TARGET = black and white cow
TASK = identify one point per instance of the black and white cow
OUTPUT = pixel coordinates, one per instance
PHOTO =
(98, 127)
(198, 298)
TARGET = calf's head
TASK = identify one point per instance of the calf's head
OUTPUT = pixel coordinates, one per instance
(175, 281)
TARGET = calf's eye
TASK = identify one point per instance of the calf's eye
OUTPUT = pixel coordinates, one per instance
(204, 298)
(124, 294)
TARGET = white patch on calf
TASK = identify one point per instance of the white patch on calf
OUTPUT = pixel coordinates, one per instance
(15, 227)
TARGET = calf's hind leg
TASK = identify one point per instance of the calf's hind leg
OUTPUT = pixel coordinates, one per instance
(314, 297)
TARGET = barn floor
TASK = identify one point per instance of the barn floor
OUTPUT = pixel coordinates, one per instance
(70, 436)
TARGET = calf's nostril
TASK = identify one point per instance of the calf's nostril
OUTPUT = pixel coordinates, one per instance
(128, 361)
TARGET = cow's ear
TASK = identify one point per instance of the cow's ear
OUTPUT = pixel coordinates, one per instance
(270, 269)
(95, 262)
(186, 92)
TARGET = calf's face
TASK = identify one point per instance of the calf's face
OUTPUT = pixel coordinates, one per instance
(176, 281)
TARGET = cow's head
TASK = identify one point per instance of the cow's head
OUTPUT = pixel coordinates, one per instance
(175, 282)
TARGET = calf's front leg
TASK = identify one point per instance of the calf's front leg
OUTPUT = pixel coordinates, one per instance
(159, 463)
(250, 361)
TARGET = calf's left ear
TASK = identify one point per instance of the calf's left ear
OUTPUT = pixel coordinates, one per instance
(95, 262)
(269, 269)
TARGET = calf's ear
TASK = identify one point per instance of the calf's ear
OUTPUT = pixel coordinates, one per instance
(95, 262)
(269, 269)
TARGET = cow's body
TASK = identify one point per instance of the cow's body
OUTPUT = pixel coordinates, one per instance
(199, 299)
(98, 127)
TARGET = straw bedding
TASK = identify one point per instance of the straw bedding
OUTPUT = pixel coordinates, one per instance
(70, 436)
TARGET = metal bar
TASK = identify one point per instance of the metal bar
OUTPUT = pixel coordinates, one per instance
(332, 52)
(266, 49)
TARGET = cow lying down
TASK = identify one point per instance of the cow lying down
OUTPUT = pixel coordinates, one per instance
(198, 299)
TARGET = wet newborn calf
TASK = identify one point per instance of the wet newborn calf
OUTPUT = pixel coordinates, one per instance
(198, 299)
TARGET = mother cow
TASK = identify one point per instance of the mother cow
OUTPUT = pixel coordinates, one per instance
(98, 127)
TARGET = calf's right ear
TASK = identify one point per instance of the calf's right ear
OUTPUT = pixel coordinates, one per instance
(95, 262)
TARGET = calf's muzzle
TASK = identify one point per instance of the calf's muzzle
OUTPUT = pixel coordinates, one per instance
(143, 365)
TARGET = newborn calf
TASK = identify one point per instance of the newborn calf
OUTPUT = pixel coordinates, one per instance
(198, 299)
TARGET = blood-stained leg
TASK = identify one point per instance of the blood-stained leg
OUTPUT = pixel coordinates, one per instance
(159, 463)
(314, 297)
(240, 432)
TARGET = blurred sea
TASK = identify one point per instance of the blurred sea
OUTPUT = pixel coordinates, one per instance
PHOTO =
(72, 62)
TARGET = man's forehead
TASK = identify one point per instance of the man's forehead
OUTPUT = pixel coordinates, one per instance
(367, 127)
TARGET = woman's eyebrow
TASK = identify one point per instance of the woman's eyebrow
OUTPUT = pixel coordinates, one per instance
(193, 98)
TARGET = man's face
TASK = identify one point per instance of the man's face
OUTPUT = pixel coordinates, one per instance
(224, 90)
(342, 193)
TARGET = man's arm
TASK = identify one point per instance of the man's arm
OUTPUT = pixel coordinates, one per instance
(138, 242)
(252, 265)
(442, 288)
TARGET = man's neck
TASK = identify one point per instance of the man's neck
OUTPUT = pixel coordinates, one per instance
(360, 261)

------------------------------------

# WHAT IS NEEDED
Output the lines above as a JSON array of strings, with one string per line and no entries for blank lines.

# EXERCISE RESPONSE
[
  "TARGET = black and white cow",
  "TASK = identify one point per instance of the black and white cow",
  "OUTPUT = pixel coordinates, one per instance",
  "PHOTO =",
  "(98, 127)",
  "(198, 298)",
  "TARGET = calf's head",
  "TASK = identify one point per instance of the calf's head",
  "OUTPUT = pixel coordinates, one per instance",
  "(175, 281)",
  "TARGET = calf's eye",
  "TASK = identify one point per instance of the calf's eye",
  "OUTPUT = pixel coordinates, one per instance",
  "(204, 298)",
  "(124, 294)",
  "TARGET = white patch on calf",
  "TASK = identify one point per instance of the white patch on calf",
  "OUTPUT = pixel coordinates, one per instance",
  "(15, 227)",
  "TARGET = calf's hind leg",
  "TASK = identify one point per instance of the calf's hind leg",
  "OUTPUT = pixel coordinates, one per instance",
  "(314, 297)",
  "TARGET = barn floor",
  "TASK = identify one point per instance of the barn floor",
  "OUTPUT = pixel coordinates, one per instance",
  "(70, 436)",
  "TARGET = calf's nostril",
  "TASK = identify one point per instance of the calf's nostril",
  "OUTPUT = pixel coordinates, one per instance",
  "(128, 361)",
  "TARGET = cow's ear",
  "TASK = identify one point per instance of the cow's ear",
  "OUTPUT = pixel coordinates, one per instance",
  "(270, 269)",
  "(95, 262)",
  "(186, 92)",
  "TARGET = calf's face",
  "TASK = identify one point per instance of the calf's face",
  "OUTPUT = pixel coordinates, one per instance",
  "(176, 281)",
  "TARGET = cow's head",
  "TASK = identify one point per instance of the cow's head",
  "OUTPUT = pixel coordinates, one per instance",
  "(175, 282)",
  "TARGET = calf's front leg",
  "TASK = identify one point per instance of the calf's front leg",
  "OUTPUT = pixel coordinates, one per instance",
  "(159, 463)",
  "(250, 361)",
  "TARGET = calf's left ear",
  "TASK = identify one point per instance of the calf's left ear",
  "OUTPUT = pixel coordinates, one per instance",
  "(95, 262)",
  "(269, 269)",
  "TARGET = calf's ear",
  "TASK = identify one point per instance of the calf's ear",
  "OUTPUT = pixel coordinates, one per instance",
  "(95, 262)",
  "(269, 269)",
  "TARGET = cow's body",
  "TASK = identify one point per instance of the cow's body",
  "OUTPUT = pixel coordinates, one per instance",
  "(199, 299)",
  "(98, 127)",
  "TARGET = straw bedding",
  "TASK = identify one point per instance of the straw bedding",
  "OUTPUT = pixel coordinates, one per instance",
  "(70, 436)",
  "TARGET = metal bar",
  "TASK = identify one point per instance of the metal bar",
  "OUTPUT = pixel coordinates, one per instance",
  "(332, 52)",
  "(266, 49)",
  "TARGET = cow lying down",
  "TASK = identify one point per instance of the cow lying down",
  "OUTPUT = pixel coordinates, one per instance",
  "(198, 299)",
  "TARGET = wet newborn calf",
  "TASK = identify one point per instance of the wet newborn calf",
  "OUTPUT = pixel coordinates, one per instance",
  "(198, 299)",
  "TARGET = mother cow",
  "TASK = identify one point per instance of the mother cow",
  "OUTPUT = pixel coordinates, one per instance",
  "(98, 127)",
  "TARGET = calf's right ear",
  "TASK = identify one point per instance of the calf's right ear",
  "OUTPUT = pixel coordinates, one per instance",
  "(95, 262)",
  "TARGET = calf's muzzle",
  "TASK = identify one point per instance of the calf's muzzle",
  "OUTPUT = pixel coordinates, one per instance",
  "(143, 365)",
  "TARGET = newborn calf",
  "TASK = identify one point per instance of the newborn calf",
  "OUTPUT = pixel coordinates, one per instance",
  "(198, 299)",
  "TARGET = blood-stained leg",
  "TASK = identify one point per instance of the blood-stained leg",
  "OUTPUT = pixel coordinates, one per instance",
  "(159, 463)",
  "(314, 297)",
  "(240, 432)",
  "TARGET = blurred sea",
  "TASK = identify one point per instance of the blurred sea",
  "OUTPUT = pixel coordinates, one per instance",
  "PHOTO =",
  "(72, 62)",
  "TARGET = man's forehead",
  "TASK = identify one point per instance of the man's forehead",
  "OUTPUT = pixel coordinates, one per instance",
  "(367, 127)",
  "TARGET = woman's eyebrow",
  "TASK = identify one point per instance of the woman's eyebrow",
  "OUTPUT = pixel coordinates, one per instance",
  "(193, 98)",
  "TARGET = man's face",
  "TASK = identify one point per instance of the man's face",
  "OUTPUT = pixel coordinates, one per instance",
  "(224, 90)",
  "(342, 193)",
  "TARGET = man's arm",
  "TASK = identify one point per instance of the man's arm",
  "OUTPUT = pixel coordinates, one per instance",
  "(138, 242)",
  "(252, 265)",
  "(442, 288)",
  "TARGET = man's neck",
  "TASK = identify one point per instance of the man's neck",
  "OUTPUT = pixel coordinates, one per instance",
  "(360, 261)"
]